## KUTIPAN SUMBER
· · · · ·

Belajar Imbuhan dan
Struktur Gramatikal kalimat S-P-O-K yang
Menggugah dan Menggairahkan melalui Pemanfaatan Media Teknologi Informasi dan Komunikasi (TIK) berupa Permainan “SUKA” Karya Tim Dahsyat dan Gundu Production
Niknik M. Kuntarto
Tim BIPA Dahsyat
niknikmediyawati@gmail.com
Diajukan guna memenuhi tugas mata kuliah Teknologi Pendidikan
Dosen: Dr. Robinson Situmorang
Program Doktor - Universitas Negeri Jakarta
Abstrak
Belajar
imbuhan dan gramatikal adalah momok bagi sebagian orang asing yang belajar
bahasa Indonesia di Program BIPA UMN. Selain harus mempelajari bentuk imbuhan,
mereka juga harus memahami makna setiap imbuhan. Belum lagi ketika bentuk-bentuk
kata tersebut diterapkan ke dalam kalimat ber-S-P-O-K. Lebih lagi, ketika
mereka terjun ke masyarakat sesungguhnya, semua yang telah mereka pelajari,
sangat berbeda dengan kenyataan dengan bahasa yang dengan usaha keras
memahaminya. “Mengapa kami harus belajar bahasa Indonesia yang formal,
sedangkan orang Indonesia sendiri jarang berbicara formal?” protesnya. Ini
sangat memusingkan peserta BIPA. SUKA
atau Susun Kata adalah wujud dari solusi permasalahan tersebut. Melalui
penggunaan game SUKA, pembelajaran imbuhan
menjadi proses belajar yang unik dan menarik. sanggup menggugah, dan
menggairahkan peserta BIPA sehingga memudahkan peserta BIPA dalam mewujudkan
capaian pembelajaran.
Kata Kunci: tata bahasa, media, suka, menggugah, dan menggairahkan
I. Pendahuluan
Membingungkan, membebani, terlalu banyak imbuhan, tidak konsisten dengan kaidah, momok bagi orang asing
yang belajar bahasa Indonesia adalah predikat negatif pembelajaran Tata Bahasa Indonesia (selanjutya
Tata Bahasa) berdasarkan hasil pengamatan terhadap minat peserta BIPA sebelum mengikuti pembelajaran
Tata Bahasa di Universitas Multimedia Nusantara (UMN) dengan media SUKA. Ini semakin memperkuat dugaan awal
bahwa pembelajaran Tata Bahasa
adalah sesuatu yang kurang menggairahkan peserta BIPA.
Tak heran, situasi ini menyebabkan peserta di kelas Tata Bahasa, makin lama
makin berkurang jumlahnya. Situasi ini membuat seorang pengajar harus berpikir
keras untuk mencari jalan keluar dalam mengatasi permasalahan ini. Dibutuhkan
solusi yang cerdas untuk mengantisipasi terjadinya kebosanan, kejenuhan, dan
akhirnya frustasi tidak berminat lagi belajar tata bahasa Indonesia.

· · · · ·

## BUTIR YANG DIBERIKAN
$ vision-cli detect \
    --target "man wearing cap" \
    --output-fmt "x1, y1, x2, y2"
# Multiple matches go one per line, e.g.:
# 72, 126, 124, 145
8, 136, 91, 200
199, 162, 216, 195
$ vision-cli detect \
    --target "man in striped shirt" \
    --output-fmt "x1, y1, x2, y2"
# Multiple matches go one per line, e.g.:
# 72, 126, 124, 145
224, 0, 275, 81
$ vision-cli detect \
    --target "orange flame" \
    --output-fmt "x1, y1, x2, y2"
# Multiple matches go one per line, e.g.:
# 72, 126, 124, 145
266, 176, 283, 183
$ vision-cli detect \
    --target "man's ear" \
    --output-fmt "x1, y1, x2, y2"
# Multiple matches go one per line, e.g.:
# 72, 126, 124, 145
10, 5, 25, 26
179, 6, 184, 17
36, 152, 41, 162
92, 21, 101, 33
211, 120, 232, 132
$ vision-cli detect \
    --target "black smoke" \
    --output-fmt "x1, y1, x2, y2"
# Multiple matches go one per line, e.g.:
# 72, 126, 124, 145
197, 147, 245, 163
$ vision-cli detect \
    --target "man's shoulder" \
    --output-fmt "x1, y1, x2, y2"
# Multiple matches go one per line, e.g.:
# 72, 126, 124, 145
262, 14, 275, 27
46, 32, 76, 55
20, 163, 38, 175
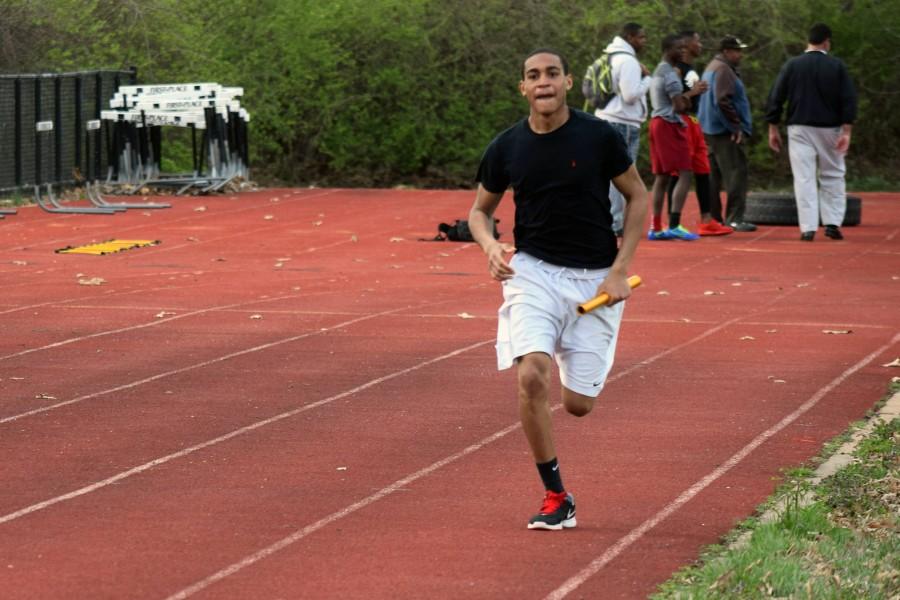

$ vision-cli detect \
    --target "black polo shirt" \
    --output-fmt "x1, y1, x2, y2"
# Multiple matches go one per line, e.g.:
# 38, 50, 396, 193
476, 108, 631, 269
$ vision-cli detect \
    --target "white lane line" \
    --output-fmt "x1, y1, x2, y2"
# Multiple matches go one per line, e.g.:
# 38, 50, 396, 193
160, 318, 752, 600
0, 307, 408, 425
166, 418, 521, 600
0, 292, 338, 360
545, 334, 900, 600
0, 340, 492, 524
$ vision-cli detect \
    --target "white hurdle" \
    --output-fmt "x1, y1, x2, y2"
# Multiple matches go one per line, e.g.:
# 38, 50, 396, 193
100, 83, 250, 194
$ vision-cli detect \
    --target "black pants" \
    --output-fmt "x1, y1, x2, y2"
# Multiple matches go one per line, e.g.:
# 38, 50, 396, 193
704, 133, 748, 225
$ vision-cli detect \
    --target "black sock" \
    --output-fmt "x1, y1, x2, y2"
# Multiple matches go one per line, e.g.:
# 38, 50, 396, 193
538, 458, 565, 494
694, 173, 710, 215
669, 213, 681, 229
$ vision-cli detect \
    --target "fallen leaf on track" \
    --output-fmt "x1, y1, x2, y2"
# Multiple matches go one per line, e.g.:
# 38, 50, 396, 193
78, 277, 106, 285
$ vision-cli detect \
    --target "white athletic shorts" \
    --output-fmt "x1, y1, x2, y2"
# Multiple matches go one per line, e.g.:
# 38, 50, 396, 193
496, 252, 625, 397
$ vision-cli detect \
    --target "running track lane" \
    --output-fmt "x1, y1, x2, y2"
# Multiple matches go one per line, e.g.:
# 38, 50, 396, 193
0, 191, 896, 597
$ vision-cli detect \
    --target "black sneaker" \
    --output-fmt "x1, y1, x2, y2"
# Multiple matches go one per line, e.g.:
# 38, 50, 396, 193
528, 490, 576, 531
825, 225, 844, 240
728, 221, 756, 233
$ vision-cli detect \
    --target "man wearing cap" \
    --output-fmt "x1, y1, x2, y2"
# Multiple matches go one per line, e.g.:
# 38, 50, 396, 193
766, 23, 856, 242
698, 35, 756, 232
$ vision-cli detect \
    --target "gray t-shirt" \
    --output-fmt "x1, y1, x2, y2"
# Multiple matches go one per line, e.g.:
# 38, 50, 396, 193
650, 61, 686, 125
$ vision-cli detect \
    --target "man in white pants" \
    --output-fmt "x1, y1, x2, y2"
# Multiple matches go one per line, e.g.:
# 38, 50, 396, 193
766, 23, 857, 242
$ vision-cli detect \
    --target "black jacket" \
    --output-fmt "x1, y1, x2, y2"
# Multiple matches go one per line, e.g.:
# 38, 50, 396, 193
766, 50, 856, 127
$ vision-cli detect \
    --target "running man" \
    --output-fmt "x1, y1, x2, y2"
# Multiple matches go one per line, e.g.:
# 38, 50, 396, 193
469, 48, 647, 530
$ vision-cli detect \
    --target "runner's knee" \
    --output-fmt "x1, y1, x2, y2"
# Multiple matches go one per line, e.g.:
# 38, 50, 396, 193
518, 353, 550, 403
562, 387, 594, 417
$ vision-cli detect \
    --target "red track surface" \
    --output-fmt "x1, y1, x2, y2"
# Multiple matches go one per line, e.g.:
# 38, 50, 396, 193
0, 189, 900, 599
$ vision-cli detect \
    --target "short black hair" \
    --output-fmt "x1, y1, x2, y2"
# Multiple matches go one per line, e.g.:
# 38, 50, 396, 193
522, 48, 569, 75
662, 33, 684, 54
807, 23, 831, 46
620, 22, 644, 39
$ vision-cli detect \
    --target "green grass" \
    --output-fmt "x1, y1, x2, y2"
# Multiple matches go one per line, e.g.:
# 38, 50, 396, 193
0, 190, 33, 208
651, 383, 900, 600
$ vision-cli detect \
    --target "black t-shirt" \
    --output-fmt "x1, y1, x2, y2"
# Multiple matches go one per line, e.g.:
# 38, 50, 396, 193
476, 108, 631, 269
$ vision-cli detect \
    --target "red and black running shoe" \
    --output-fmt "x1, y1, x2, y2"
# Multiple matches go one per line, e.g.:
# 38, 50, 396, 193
528, 490, 576, 531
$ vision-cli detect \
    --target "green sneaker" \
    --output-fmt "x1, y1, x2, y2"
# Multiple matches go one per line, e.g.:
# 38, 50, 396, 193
666, 225, 700, 242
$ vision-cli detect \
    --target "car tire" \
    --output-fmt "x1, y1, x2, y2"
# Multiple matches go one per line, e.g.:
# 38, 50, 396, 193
744, 192, 862, 227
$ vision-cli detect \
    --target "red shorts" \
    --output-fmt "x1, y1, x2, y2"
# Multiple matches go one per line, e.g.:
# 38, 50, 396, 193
650, 117, 691, 175
673, 115, 710, 175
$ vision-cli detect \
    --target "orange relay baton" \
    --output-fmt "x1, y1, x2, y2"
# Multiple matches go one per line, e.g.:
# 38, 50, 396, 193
578, 275, 642, 315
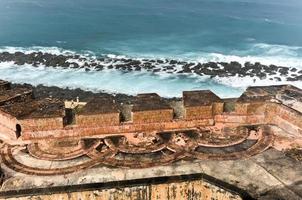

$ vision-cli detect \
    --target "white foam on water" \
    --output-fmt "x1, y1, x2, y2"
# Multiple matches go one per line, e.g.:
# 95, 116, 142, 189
0, 43, 302, 97
0, 46, 75, 55
0, 62, 243, 98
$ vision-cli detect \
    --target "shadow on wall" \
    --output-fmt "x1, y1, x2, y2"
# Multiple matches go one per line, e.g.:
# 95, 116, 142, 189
16, 124, 22, 139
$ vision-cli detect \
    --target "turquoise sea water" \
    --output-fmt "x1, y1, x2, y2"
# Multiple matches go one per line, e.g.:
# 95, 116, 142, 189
0, 0, 302, 96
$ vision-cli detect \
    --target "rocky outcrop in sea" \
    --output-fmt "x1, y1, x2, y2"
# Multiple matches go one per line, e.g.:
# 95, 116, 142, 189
0, 52, 302, 81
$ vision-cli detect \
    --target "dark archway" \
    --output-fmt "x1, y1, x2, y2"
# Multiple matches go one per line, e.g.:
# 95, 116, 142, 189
16, 124, 22, 138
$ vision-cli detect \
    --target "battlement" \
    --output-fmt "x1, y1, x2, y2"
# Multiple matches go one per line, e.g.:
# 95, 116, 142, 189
0, 81, 302, 144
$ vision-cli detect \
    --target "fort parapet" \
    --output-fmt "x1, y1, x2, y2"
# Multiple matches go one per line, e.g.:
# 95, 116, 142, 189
0, 80, 302, 200
0, 81, 302, 143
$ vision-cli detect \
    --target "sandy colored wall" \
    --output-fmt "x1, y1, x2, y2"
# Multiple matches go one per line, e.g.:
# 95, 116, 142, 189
5, 180, 241, 200
185, 105, 213, 120
0, 110, 17, 140
132, 109, 173, 124
19, 117, 63, 132
76, 113, 120, 128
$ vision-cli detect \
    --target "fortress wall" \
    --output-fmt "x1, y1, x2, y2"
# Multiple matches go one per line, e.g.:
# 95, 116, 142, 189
185, 105, 212, 120
235, 102, 266, 115
265, 103, 302, 137
19, 117, 63, 133
4, 180, 242, 200
75, 113, 120, 128
22, 119, 214, 140
131, 109, 173, 124
213, 102, 224, 115
0, 110, 18, 139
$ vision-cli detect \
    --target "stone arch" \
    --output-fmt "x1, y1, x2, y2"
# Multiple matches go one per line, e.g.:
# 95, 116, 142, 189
16, 124, 22, 139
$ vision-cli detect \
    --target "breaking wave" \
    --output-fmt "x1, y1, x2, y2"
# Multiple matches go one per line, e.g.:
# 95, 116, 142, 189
0, 43, 302, 97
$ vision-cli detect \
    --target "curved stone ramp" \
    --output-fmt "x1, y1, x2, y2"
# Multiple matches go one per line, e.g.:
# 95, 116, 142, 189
95, 150, 186, 168
1, 126, 273, 175
1, 145, 112, 176
87, 142, 186, 168
189, 126, 274, 160
104, 136, 167, 154
27, 139, 101, 161
197, 126, 250, 147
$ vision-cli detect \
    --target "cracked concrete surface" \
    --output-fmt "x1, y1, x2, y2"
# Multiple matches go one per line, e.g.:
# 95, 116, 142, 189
1, 148, 302, 200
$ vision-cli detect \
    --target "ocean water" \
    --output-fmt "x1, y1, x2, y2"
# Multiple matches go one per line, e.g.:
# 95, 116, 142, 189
0, 0, 302, 97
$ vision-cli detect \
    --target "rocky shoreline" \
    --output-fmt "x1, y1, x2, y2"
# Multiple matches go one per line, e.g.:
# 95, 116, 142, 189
12, 83, 135, 103
0, 52, 302, 81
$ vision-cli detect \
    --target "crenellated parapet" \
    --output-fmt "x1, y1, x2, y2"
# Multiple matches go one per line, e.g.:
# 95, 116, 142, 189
0, 78, 302, 143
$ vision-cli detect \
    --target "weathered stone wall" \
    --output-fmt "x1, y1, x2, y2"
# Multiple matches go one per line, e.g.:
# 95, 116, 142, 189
19, 117, 63, 132
0, 110, 17, 140
265, 103, 302, 137
22, 119, 214, 140
75, 113, 120, 128
132, 109, 173, 124
185, 105, 212, 120
213, 103, 224, 115
4, 180, 242, 200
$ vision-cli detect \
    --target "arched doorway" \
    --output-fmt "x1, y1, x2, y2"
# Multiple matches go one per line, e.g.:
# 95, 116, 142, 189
16, 124, 22, 139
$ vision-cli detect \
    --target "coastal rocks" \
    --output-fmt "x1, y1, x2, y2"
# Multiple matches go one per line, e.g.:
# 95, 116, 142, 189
0, 51, 302, 81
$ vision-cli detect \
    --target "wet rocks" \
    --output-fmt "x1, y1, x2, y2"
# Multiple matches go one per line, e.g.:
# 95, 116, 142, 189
0, 52, 302, 81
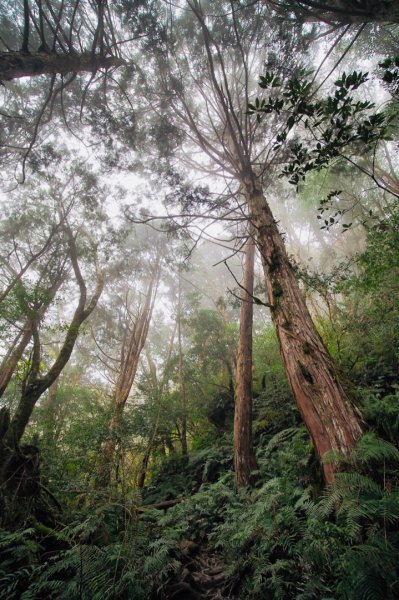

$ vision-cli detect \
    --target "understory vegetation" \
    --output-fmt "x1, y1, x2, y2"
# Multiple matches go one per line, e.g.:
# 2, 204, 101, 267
0, 0, 399, 600
0, 229, 399, 600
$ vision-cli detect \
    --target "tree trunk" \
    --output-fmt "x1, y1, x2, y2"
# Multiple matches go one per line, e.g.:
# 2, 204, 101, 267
245, 182, 362, 483
234, 227, 257, 489
0, 321, 32, 398
137, 320, 178, 489
0, 52, 124, 82
177, 271, 188, 457
96, 262, 161, 488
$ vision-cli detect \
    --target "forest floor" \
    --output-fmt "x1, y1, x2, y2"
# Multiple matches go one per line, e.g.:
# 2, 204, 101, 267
167, 540, 234, 600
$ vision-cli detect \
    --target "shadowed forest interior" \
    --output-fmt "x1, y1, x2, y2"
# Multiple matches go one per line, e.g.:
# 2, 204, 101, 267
0, 0, 399, 600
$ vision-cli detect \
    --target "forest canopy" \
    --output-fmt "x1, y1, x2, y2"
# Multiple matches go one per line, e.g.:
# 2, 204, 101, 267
0, 0, 399, 600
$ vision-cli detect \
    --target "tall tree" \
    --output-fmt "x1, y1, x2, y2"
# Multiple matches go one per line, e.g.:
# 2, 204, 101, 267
0, 0, 124, 83
234, 227, 256, 488
0, 226, 104, 483
142, 0, 362, 481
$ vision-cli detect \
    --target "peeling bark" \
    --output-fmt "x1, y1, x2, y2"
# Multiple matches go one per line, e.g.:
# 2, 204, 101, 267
96, 256, 160, 488
245, 179, 362, 483
234, 227, 256, 489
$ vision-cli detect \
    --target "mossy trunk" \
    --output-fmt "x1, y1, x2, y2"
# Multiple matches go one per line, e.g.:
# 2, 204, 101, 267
245, 183, 362, 483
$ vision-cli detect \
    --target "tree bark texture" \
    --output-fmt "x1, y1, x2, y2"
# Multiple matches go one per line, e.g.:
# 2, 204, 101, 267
272, 0, 399, 25
137, 320, 178, 489
177, 272, 188, 456
0, 321, 32, 398
234, 227, 256, 489
0, 52, 124, 82
0, 232, 104, 484
245, 180, 362, 483
96, 257, 160, 488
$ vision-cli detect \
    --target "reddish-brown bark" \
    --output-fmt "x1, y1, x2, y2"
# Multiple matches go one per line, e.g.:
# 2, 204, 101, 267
245, 178, 362, 482
234, 227, 256, 488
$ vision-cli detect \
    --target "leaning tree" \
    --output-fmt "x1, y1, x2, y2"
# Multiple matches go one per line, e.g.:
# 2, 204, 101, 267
138, 0, 362, 482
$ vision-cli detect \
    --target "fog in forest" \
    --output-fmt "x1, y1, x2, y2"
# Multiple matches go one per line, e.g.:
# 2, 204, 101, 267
0, 0, 399, 600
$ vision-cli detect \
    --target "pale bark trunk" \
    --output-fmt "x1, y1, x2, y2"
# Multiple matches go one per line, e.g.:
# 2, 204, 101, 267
0, 52, 124, 81
0, 321, 32, 398
245, 180, 362, 482
284, 0, 399, 25
0, 232, 104, 484
177, 273, 188, 456
96, 256, 160, 488
138, 320, 178, 489
234, 227, 256, 489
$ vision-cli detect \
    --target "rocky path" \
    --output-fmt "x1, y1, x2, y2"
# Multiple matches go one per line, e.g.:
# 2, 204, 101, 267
164, 540, 235, 600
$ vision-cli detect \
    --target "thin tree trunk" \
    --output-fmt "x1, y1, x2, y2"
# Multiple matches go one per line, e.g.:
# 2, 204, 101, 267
177, 271, 188, 457
96, 256, 160, 488
0, 232, 104, 485
0, 52, 125, 81
0, 321, 32, 398
245, 178, 362, 483
137, 321, 177, 489
234, 227, 256, 489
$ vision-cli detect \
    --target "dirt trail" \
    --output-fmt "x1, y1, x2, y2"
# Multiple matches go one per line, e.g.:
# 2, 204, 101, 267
164, 540, 235, 600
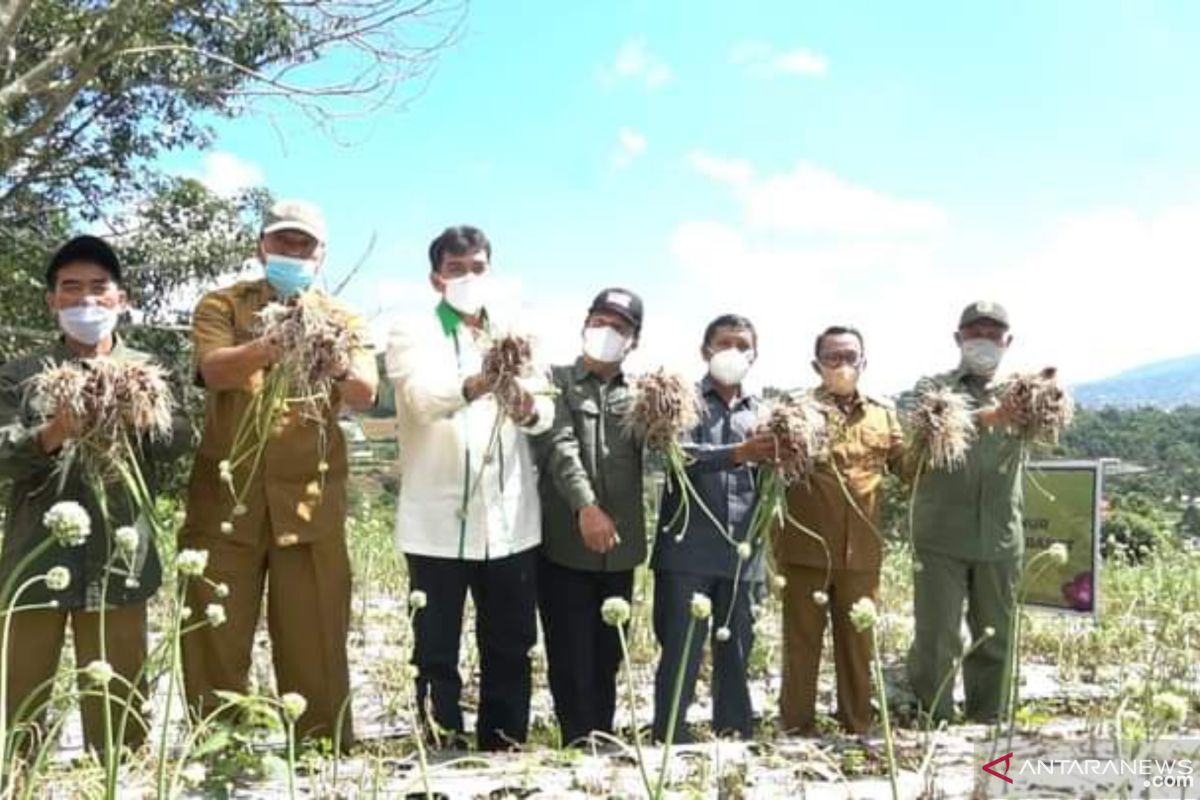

· · · · ·

## TUJUAN TUGAS
Tentukan apakah setiap pernyataan berikut sesuai dengan kutipan sumber, lalu jawab ya atau tidak disertai kata-kata penentunya yang dikutip persis dari kutipan sumber: (a) SUKA merupakan kependekan dari Susun Kata; (b) jumlah peserta di kelas Tata Bahasa makin lama makin bertambah; (c) tulisan ini diajukan untuk memenuhi tugas mata kuliah Teknologi Pendidikan.

## PEMECAHAN MASALAH
(a) Ya: "SUKA atau Susun Kata adalah wujud dari solusi permasalahan tersebut."
(b) Tidak: "peserta di kelas Tata Bahasa, makin lama makin berkurang jumlahnya."
(c) Ya: "Diajukan guna memenuhi tugas mata kuliah Teknologi Pendidikan"